*** Opening of INPUT FOR THIS TASK ***

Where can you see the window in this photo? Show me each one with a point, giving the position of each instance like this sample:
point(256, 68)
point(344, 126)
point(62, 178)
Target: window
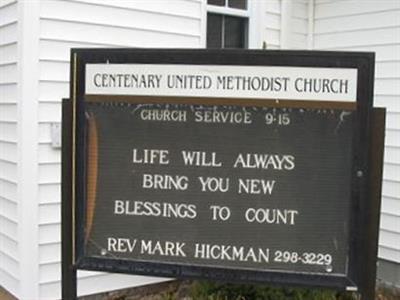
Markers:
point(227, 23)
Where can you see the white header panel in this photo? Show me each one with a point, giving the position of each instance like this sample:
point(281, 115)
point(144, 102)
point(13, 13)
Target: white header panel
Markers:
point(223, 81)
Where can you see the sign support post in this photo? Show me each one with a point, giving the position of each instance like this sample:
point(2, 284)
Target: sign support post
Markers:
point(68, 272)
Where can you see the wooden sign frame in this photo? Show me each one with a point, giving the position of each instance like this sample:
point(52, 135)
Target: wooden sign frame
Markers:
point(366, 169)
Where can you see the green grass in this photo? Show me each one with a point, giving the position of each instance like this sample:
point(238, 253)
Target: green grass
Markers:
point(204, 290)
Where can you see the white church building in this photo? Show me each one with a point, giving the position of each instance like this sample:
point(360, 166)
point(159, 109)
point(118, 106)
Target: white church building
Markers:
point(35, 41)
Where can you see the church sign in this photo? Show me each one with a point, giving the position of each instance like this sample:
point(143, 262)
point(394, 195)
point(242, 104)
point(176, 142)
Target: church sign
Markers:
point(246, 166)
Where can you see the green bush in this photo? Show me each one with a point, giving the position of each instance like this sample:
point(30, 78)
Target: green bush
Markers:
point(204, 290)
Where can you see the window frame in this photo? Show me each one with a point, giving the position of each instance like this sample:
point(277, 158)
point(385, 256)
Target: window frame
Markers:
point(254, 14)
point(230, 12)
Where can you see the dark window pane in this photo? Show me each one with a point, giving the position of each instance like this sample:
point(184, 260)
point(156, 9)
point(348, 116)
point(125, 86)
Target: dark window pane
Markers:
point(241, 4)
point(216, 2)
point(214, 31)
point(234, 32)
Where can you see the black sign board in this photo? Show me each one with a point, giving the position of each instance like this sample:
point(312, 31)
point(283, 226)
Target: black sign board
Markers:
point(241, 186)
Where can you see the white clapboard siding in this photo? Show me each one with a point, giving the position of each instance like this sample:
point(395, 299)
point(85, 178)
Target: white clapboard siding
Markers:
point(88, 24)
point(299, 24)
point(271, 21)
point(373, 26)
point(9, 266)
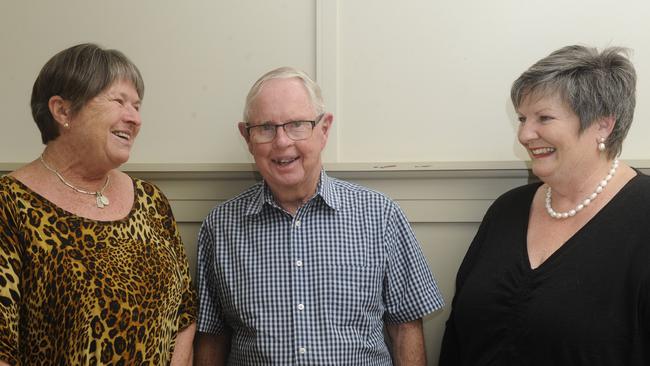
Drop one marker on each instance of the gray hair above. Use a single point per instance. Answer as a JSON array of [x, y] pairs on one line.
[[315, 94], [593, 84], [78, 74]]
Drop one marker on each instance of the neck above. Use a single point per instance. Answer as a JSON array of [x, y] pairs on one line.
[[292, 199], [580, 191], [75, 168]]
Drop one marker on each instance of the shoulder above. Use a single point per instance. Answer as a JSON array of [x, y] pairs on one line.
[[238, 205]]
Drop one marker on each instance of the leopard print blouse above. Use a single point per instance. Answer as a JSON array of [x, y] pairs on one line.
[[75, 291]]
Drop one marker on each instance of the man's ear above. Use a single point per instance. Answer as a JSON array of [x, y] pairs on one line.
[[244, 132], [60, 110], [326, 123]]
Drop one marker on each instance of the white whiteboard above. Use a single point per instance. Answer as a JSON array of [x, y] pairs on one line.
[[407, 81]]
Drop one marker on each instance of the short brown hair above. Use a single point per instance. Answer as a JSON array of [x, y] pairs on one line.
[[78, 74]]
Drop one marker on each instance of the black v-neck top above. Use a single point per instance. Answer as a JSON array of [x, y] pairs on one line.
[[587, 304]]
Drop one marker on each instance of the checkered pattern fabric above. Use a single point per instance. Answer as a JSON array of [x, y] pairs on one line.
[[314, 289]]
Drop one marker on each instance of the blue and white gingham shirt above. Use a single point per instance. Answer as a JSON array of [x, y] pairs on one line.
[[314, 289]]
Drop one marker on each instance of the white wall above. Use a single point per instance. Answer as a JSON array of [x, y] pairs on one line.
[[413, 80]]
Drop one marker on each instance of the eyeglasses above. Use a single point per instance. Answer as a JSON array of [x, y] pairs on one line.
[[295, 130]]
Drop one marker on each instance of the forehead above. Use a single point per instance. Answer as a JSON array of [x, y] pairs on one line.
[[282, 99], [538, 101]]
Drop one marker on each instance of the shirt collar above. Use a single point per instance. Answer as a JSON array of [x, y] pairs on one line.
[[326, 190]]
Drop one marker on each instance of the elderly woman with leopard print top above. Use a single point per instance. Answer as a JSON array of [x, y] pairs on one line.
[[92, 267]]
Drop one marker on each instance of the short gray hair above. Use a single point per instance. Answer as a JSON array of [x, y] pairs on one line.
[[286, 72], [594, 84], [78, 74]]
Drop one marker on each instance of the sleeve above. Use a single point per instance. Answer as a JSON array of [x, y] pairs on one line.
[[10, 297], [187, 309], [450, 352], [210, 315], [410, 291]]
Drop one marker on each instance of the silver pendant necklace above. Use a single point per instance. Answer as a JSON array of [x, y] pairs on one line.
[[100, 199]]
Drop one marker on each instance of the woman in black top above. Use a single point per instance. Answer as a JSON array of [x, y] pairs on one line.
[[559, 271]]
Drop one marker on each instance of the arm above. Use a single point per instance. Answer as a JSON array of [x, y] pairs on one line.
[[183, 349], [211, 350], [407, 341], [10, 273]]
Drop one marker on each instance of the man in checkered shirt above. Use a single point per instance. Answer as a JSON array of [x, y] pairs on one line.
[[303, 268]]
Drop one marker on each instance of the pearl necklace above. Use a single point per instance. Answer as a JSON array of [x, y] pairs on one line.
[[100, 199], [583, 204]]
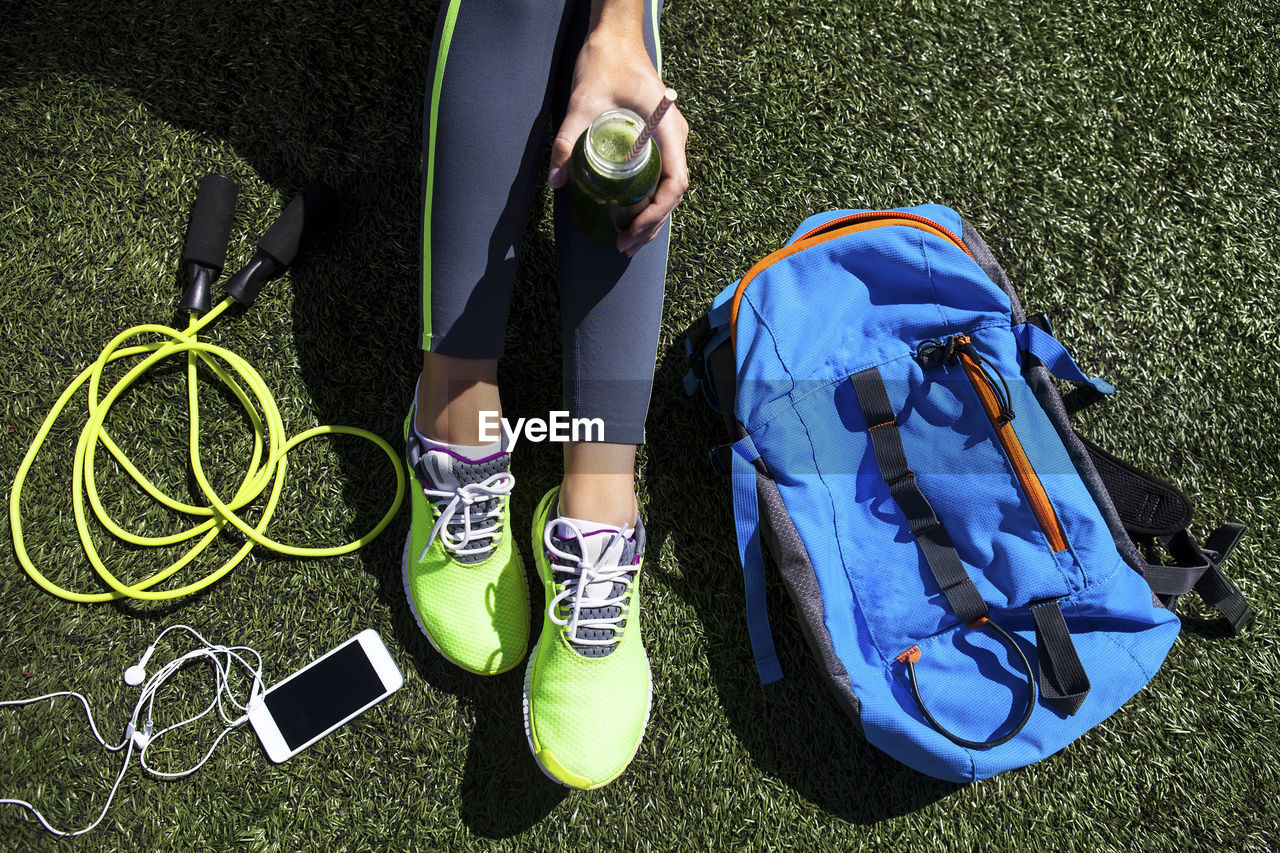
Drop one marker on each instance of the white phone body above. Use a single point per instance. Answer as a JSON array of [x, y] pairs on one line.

*** Close of INPUT FOR THIS TASK ***
*** Opening of INPUT FOR THIS TASK ***

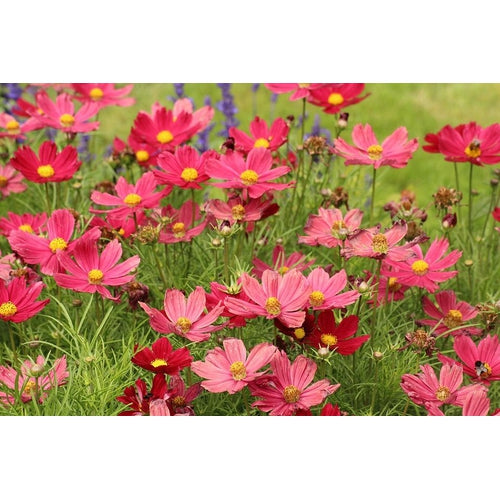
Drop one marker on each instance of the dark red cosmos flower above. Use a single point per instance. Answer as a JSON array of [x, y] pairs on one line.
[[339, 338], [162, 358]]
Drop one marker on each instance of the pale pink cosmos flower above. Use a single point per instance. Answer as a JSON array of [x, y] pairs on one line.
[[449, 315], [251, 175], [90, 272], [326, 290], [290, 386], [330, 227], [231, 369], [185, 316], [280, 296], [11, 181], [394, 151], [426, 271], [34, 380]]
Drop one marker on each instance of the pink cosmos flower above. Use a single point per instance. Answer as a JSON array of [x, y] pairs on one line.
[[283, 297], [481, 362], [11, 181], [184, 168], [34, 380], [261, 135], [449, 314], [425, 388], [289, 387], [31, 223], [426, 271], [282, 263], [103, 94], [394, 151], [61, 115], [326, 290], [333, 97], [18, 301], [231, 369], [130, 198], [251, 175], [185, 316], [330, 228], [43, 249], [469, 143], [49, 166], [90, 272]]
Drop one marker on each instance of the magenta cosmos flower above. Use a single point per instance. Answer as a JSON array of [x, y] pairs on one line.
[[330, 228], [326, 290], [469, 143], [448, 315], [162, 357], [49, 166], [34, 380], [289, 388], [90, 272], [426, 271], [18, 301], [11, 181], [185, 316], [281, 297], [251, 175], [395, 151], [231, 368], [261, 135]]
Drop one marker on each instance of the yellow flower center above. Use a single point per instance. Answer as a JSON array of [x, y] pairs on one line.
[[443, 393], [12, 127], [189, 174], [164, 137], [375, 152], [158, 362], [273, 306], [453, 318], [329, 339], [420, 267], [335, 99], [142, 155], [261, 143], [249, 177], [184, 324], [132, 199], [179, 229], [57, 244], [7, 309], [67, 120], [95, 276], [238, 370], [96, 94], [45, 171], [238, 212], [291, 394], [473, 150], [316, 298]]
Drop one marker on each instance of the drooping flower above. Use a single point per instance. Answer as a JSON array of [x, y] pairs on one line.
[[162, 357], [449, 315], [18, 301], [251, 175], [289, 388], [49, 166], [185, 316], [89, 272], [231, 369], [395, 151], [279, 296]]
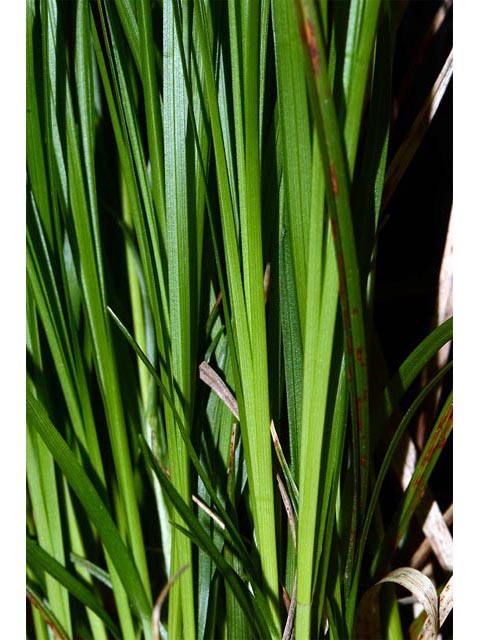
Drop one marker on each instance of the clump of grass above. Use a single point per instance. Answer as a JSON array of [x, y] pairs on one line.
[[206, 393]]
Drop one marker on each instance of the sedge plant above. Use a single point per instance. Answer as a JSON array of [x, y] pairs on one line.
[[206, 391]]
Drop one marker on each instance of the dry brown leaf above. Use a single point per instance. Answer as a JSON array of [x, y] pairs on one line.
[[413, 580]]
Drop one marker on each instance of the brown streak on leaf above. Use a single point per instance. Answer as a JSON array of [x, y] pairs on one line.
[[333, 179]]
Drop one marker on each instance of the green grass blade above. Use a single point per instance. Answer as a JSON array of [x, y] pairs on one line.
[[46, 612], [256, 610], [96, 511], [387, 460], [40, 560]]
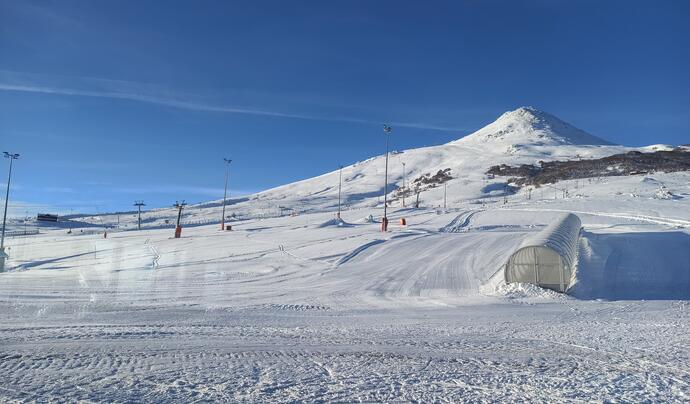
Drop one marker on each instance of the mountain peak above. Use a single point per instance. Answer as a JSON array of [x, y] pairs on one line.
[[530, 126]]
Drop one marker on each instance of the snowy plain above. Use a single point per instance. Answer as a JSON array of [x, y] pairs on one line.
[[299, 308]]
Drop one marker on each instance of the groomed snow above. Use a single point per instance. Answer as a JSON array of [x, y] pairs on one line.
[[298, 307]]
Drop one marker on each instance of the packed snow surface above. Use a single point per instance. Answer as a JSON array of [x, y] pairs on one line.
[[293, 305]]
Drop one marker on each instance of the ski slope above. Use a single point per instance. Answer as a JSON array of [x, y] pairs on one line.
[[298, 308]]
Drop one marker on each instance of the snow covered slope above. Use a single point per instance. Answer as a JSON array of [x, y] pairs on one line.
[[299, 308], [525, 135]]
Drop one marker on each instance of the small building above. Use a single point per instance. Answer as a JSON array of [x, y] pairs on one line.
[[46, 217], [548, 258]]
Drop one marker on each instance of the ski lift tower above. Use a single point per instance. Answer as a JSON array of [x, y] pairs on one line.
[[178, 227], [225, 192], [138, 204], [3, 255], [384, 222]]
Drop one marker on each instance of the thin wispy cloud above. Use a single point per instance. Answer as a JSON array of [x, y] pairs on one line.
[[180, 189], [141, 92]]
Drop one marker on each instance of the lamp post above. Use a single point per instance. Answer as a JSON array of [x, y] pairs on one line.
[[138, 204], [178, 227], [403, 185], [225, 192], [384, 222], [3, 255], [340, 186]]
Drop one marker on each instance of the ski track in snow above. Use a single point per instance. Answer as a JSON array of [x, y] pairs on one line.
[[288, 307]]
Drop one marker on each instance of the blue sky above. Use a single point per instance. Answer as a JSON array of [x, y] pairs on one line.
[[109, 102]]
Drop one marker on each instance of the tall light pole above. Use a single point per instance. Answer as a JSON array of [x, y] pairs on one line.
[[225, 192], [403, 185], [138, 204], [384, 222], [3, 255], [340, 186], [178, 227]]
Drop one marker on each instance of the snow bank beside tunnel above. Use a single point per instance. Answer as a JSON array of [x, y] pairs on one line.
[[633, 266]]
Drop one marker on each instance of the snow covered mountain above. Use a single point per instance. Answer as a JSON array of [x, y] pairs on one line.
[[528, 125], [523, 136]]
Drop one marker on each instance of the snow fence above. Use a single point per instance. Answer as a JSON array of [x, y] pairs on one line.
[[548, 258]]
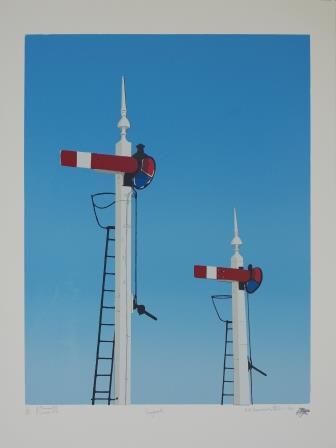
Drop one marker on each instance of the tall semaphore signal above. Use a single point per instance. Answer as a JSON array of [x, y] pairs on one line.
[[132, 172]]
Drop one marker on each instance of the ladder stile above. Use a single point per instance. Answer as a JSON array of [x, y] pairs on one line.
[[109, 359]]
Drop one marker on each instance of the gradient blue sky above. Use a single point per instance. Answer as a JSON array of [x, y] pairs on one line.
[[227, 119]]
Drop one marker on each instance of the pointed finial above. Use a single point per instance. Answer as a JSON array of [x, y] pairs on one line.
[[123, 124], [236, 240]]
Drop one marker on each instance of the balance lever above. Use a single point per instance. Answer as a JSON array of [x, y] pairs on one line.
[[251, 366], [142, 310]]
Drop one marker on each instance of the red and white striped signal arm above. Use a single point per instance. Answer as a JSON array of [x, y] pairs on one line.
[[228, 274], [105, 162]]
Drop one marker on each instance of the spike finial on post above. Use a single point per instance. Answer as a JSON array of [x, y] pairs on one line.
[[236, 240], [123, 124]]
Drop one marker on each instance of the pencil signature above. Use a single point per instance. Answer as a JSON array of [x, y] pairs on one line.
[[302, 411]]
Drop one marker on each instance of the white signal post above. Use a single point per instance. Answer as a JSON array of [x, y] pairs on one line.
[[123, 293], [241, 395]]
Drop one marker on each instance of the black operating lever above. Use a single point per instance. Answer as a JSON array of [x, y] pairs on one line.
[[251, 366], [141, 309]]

*** Close of INPUT FOR THIS TASK ***

### TASK DETAILS
How many lines in the listing above have the word "bush" in them? Count them and give the number alone.

### WRITTEN SOLUTION
2